━━━━━ Entries shown

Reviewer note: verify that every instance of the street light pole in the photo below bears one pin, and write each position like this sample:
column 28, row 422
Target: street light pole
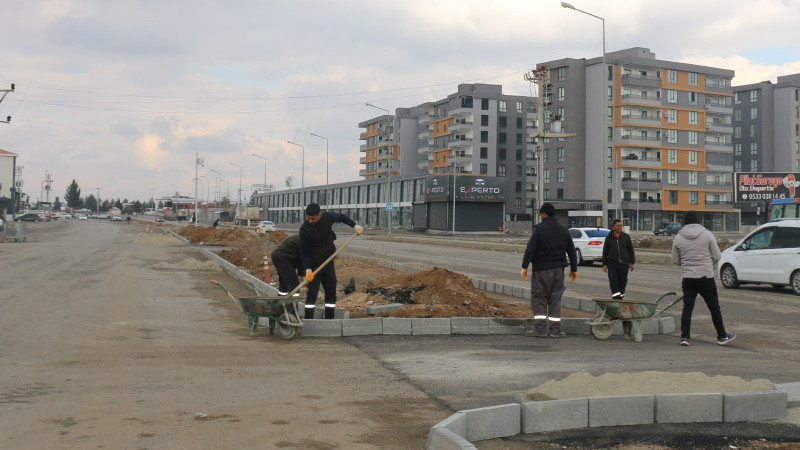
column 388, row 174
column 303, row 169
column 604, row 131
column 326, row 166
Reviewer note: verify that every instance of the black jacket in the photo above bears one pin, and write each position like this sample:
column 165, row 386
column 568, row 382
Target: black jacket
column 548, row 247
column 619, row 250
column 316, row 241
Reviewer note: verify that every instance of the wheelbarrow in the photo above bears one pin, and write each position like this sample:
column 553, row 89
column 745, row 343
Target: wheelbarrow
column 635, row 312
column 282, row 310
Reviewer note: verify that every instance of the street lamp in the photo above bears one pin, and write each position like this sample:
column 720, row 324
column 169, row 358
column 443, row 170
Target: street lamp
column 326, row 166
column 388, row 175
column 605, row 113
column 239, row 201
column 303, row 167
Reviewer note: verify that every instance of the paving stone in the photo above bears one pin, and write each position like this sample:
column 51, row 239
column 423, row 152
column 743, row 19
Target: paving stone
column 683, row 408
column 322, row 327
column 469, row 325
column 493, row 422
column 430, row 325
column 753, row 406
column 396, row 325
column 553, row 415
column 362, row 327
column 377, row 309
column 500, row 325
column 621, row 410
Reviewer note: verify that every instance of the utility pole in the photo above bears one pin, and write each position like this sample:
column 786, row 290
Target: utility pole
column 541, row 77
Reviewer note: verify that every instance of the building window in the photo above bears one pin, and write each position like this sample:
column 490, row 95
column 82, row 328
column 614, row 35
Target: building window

━━━━━━━━━━
━━━━━ Entries shown

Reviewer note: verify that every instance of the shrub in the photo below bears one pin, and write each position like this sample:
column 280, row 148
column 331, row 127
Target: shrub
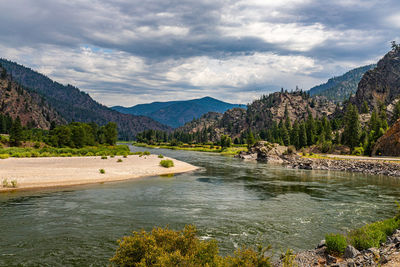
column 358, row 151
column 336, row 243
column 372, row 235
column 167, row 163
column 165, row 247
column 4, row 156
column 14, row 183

━━━━━━━━━━

- _Action item_: Please return the lines above that run from the line containing "column 743, row 19" to the line containing "Target: building window", inclusive, exactly and with no other lines.

- _Expected answer_:
column 743, row 19
Target: paving stone
column 683, row 408
column 322, row 327
column 469, row 325
column 493, row 422
column 430, row 325
column 753, row 406
column 396, row 325
column 553, row 415
column 362, row 327
column 377, row 309
column 500, row 325
column 621, row 410
Reviewer note: verify that every instance of the utility pole in the photo above bears one pin, and write each position like this sample:
column 786, row 290
Target: utility pole
column 541, row 77
Reviewer note: verify that every instance of the building window in the photo above bears one pin, and write each position like this sample:
column 490, row 95
column 82, row 328
column 614, row 35
Target: building window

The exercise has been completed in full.